_Principe de l'exercice_
Mettez à jour le passage de l'extrait sur la contrefaçon à Hongkong qui va de « Un peu plus » jusqu'à « de vraies publicités. », en remplaçant « iPhone » par « téléphone ».

_Extrait de page_
○ ○ ○ ○
Pour preuve : Hongkong. Adossée à la Chine continentale, qui produit toujours environ 80 % des contrefaçons circulant sur la planète, la petite région administrative spéciale se classe 9e exportateur et 7e importateur mondial selon l’Organisation mondiale du commerce. Sous le ciel cotonneux et humide du mois d’août, des milliers de containers multicolores stationnent alignés au cordeau le long des côtes et dans les zones de fret de l’aéroport. Dans ce hub stratégique, le travail de l’équipe de Valérie Sonnier semble avoir porté ses fruits. Sur le marché de Temple Street ou au Ladies Market, les faux sacs Michael Kors et Jimmy Choo ont remplacé les Vuitton. Il faut réclamer des marques françaises pour qu’un vendeur népalais vous mène à quelques mètres de là, dans une cantine sombre en tôle ondulée, et sorte d’un carton des imitations Chanel et Vuitton, dans leurs boîtes griffées (entre cinq et vingt fois moins chères que les originaux).
Un peu plus loin, dans le quartier de Tsim Sha Tsui, connu pour ses boutiques de luxe et ses centres commerciaux climatisés, les rabatteurs qui chassent les touristes ne font plus monter les Chinois dans les appartements transformés en magasins clandestins : « On a peur que ce soient des douaniers », explique un jeune Bangladais qui nous présente sur son iPhone un catalogue de montres et de sacs contrefaits, avec photos tirées de vraies publicités.
○ ○ ○ ○
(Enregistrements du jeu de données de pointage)

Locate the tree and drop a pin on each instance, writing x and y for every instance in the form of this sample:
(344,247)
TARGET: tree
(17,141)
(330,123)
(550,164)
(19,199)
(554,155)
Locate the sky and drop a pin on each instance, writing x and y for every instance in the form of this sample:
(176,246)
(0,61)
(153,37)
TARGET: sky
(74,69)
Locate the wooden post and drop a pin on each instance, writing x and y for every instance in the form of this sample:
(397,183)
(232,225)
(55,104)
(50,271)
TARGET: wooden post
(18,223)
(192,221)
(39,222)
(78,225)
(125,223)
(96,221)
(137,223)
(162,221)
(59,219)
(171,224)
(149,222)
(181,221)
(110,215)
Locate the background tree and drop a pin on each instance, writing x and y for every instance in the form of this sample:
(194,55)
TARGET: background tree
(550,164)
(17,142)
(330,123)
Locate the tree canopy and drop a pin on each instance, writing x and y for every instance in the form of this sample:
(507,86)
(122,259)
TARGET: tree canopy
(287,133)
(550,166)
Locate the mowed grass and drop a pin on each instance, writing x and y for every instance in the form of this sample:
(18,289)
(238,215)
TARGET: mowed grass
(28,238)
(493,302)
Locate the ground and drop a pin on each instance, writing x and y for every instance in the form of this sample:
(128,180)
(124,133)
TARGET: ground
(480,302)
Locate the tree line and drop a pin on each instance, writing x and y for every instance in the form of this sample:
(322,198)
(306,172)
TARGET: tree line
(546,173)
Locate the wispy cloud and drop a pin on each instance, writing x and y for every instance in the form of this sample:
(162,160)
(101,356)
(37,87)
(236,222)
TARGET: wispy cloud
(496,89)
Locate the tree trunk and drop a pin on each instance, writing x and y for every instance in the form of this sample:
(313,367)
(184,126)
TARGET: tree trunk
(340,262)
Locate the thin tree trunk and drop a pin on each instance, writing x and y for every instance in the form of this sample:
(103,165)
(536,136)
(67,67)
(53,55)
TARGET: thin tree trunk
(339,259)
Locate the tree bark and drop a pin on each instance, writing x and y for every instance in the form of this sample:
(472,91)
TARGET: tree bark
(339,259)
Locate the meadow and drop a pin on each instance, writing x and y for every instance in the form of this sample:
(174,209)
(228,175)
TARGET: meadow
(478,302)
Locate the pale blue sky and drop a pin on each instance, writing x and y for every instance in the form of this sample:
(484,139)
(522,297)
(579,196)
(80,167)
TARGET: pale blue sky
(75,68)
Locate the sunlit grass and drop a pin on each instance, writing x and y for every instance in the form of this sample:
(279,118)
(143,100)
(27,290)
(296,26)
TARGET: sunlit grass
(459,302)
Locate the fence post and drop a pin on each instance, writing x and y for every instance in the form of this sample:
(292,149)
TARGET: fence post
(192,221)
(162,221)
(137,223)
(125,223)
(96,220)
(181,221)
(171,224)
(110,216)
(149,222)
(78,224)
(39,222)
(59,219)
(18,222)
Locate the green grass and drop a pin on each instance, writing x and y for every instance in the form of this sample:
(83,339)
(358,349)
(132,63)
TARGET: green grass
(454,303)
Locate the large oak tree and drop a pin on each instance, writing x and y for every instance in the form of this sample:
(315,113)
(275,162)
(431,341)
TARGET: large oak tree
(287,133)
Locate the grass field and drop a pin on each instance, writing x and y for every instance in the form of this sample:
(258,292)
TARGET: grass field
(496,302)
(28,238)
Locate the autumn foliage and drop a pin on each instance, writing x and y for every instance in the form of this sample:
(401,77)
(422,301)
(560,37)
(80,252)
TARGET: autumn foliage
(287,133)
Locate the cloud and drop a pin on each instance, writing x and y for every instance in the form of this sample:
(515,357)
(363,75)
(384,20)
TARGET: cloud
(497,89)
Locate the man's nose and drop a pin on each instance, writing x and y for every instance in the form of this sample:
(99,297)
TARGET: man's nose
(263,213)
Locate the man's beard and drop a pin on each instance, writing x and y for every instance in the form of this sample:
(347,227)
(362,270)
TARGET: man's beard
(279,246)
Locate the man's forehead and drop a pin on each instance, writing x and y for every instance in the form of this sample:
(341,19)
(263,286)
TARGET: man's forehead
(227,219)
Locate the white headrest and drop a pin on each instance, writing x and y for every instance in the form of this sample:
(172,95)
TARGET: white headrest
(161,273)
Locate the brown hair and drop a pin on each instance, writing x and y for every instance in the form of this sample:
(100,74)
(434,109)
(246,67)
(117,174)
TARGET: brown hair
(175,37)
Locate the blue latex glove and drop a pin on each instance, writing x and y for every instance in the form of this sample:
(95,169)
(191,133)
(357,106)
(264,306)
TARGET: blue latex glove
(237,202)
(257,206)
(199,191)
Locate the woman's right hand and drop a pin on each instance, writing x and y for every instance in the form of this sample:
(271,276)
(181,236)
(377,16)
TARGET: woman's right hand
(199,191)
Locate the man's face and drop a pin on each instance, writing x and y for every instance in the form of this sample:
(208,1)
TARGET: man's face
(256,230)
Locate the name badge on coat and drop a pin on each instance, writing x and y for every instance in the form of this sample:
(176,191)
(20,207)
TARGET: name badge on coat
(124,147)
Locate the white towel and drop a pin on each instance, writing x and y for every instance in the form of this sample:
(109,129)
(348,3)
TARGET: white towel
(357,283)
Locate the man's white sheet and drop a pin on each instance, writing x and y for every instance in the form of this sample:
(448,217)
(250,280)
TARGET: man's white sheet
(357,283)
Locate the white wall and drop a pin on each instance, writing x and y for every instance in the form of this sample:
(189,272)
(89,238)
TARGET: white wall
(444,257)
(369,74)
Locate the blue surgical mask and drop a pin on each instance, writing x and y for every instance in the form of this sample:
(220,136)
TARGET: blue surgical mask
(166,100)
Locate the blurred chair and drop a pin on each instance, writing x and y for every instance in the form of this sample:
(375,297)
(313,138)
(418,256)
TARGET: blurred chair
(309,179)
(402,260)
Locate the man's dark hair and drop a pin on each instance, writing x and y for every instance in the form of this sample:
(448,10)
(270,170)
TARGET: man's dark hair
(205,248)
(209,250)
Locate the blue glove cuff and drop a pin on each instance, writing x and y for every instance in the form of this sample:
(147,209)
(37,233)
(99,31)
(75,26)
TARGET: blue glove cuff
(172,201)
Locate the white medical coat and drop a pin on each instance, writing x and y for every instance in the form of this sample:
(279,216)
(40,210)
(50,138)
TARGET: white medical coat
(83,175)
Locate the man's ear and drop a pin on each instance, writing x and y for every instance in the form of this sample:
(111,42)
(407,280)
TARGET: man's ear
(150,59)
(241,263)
○ ○ ○ ○
_Réponse rédigée_
Un peu plus loin, dans le quartier de Tsim Sha Tsui, connu pour ses boutiques de luxe et ses centres commerciaux climatisés, les rabatteurs qui chassent les touristes ne font plus monter les Chinois dans les appartements transformés en magasins clandestins : « On a peur que ce soient des douaniers », explique un jeune Bangladais qui nous présente sur son téléphone un catalogue de montres et de sacs contrefaits, avec photos tirées de vraies publicités.